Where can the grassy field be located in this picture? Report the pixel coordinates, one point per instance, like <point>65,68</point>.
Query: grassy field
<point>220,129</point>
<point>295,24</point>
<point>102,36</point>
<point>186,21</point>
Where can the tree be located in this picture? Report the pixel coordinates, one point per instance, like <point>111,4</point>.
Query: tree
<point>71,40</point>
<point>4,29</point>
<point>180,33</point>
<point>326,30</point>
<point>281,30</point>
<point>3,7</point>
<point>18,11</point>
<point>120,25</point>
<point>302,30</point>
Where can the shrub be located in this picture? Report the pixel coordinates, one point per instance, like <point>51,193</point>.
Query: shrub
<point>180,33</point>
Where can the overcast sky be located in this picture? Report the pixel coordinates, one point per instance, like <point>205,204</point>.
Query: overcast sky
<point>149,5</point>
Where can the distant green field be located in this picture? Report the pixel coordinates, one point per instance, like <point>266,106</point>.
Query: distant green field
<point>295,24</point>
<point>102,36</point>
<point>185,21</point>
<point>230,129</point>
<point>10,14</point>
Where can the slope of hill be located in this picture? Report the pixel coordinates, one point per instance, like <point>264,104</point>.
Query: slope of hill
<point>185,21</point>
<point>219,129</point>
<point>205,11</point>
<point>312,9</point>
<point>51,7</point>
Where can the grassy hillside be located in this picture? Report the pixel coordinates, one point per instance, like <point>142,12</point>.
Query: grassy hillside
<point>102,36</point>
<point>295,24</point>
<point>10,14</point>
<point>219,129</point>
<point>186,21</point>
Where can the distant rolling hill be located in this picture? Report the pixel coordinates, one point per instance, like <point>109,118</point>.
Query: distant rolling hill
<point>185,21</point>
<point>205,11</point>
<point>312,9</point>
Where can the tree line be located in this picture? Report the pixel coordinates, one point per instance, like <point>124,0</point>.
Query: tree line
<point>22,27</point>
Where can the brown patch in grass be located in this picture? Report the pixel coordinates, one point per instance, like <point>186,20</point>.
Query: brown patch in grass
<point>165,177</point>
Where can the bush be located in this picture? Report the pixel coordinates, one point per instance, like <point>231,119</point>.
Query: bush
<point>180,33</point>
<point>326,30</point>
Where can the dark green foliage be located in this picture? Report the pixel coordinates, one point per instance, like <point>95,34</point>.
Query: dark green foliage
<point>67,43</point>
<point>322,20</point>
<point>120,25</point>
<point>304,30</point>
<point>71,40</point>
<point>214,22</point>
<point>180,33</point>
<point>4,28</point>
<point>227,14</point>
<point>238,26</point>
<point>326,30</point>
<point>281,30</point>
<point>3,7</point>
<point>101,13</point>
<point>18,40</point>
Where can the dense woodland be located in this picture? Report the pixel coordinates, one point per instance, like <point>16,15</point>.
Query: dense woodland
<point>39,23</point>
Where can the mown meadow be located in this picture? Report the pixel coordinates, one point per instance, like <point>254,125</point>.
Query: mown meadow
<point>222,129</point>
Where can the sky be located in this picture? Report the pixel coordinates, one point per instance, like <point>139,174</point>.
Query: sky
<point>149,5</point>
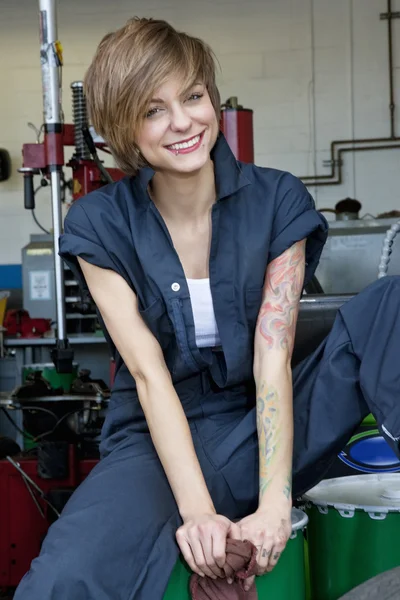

_ _ _ _

- Your instructions -
Repeat the records above word for word, keeping no pictures in the copy.

- Result of this exercise -
Where can the grassy field be located in this picture? Report the pixel coordinates, one point per instance, like <point>65,68</point>.
Query: grassy field
<point>220,129</point>
<point>295,24</point>
<point>102,36</point>
<point>186,21</point>
Where can the tree be located in this picture? Report the pixel coordinates, one point per instance, like <point>111,4</point>.
Query: tree
<point>71,40</point>
<point>4,29</point>
<point>180,33</point>
<point>326,30</point>
<point>281,30</point>
<point>3,7</point>
<point>18,11</point>
<point>120,25</point>
<point>302,30</point>
Where can the shrub be located in this picture? Report the pixel coordinates, one point per instance, like <point>51,193</point>.
Query: shrub
<point>180,33</point>
Where can the overcast sky be located in this picture? Report the pixel coordinates, one point per instance, like <point>205,204</point>.
Query: overcast sky
<point>149,5</point>
Where can the distant green field be located in this picture? Report the pixel coordinates, one point per instance, like <point>266,106</point>.
Query: distant green field
<point>295,24</point>
<point>102,36</point>
<point>185,21</point>
<point>230,129</point>
<point>10,14</point>
Where can the slope of hill be located in this picture? Report the pixel coordinates, one point per instance, like <point>264,104</point>.
Query: slope of hill
<point>185,21</point>
<point>219,129</point>
<point>205,11</point>
<point>312,9</point>
<point>51,7</point>
Where can the grassy hillside be located in this picture? Report the pixel coordinates, one point per instance, like <point>142,12</point>.
Query: grassy hillside
<point>102,36</point>
<point>295,24</point>
<point>10,14</point>
<point>219,129</point>
<point>186,21</point>
Where can the distant rolling hill be located in this picture? Report the pixel coordinates, one point per instance, like <point>109,118</point>.
Query: distant rolling hill
<point>185,21</point>
<point>205,11</point>
<point>312,9</point>
Where can the tree line be located in this picture? Report the pixel coordinates, one point per instance, like <point>124,0</point>.
Query: tree line
<point>22,27</point>
Where can the brown patch in grass be located in this picture? Report the pixel coordinates, one point per instance, like <point>186,20</point>.
Query: brown patch in grass
<point>165,177</point>
Where can the bush be located in this picture? Report the pixel coordinates, one point per instance, like <point>231,119</point>.
Query: bush
<point>180,33</point>
<point>326,30</point>
Where can the dark green foliage be located in this picture? Report the pixel coordinates, one point per instance, like <point>95,34</point>.
Query: dark green foliage
<point>67,43</point>
<point>322,20</point>
<point>120,25</point>
<point>304,30</point>
<point>71,40</point>
<point>214,22</point>
<point>180,33</point>
<point>4,28</point>
<point>227,14</point>
<point>238,26</point>
<point>326,30</point>
<point>281,30</point>
<point>3,7</point>
<point>101,13</point>
<point>18,40</point>
Where can the dense woodland be located in this picture? Report the pixel coordinates, one point per instance, like <point>16,15</point>.
Query: dense woodland
<point>39,23</point>
Where can the mown meadow be located in this picture? Report the pixel coordinates, one point per instance, like <point>254,125</point>.
Query: mown meadow
<point>222,129</point>
Where can the sky be located in this picture? Report the pixel coordinates, one point per instance, like <point>139,174</point>.
Query: sky
<point>149,5</point>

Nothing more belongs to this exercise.